#### Task inputs:
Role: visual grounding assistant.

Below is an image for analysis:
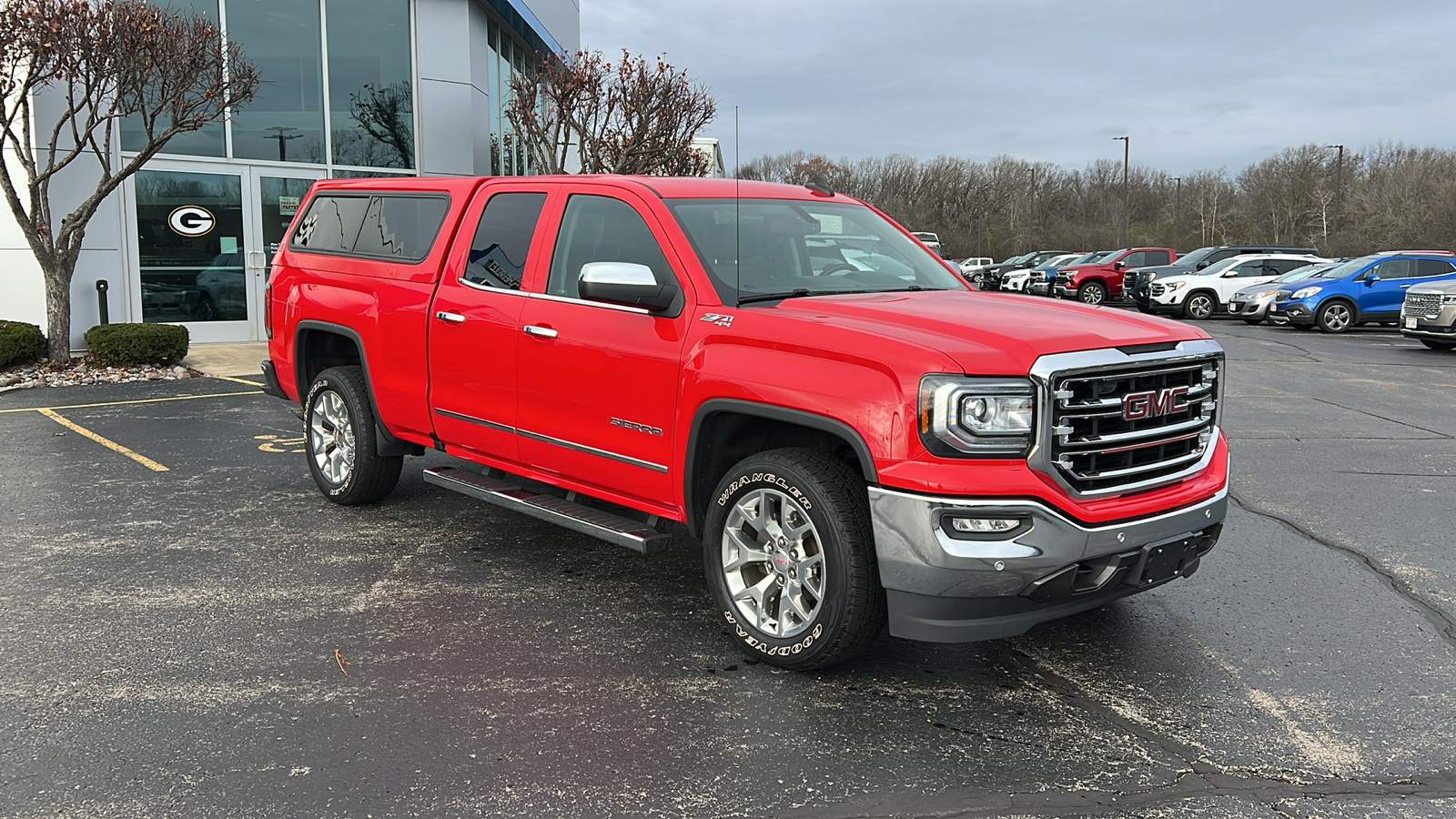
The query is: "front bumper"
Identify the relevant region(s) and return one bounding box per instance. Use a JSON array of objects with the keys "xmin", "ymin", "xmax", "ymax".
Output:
[{"xmin": 869, "ymin": 485, "xmax": 1228, "ymax": 642}]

#### Exercise brief:
Shift every bounding box coordinate in the answers of the rows above by adding 24 to it, then write out all the rows again with their requests and leave out the pictures.

#### The output:
Role: visual grounding assistant.

Below is an image for analysis:
The query is: "front bumper"
Identify the relevant region(s) and return one bounding box per instance. Use a JSON array of objects with the keys "xmin", "ymin", "xmax", "ymax".
Output:
[{"xmin": 893, "ymin": 509, "xmax": 1252, "ymax": 666}]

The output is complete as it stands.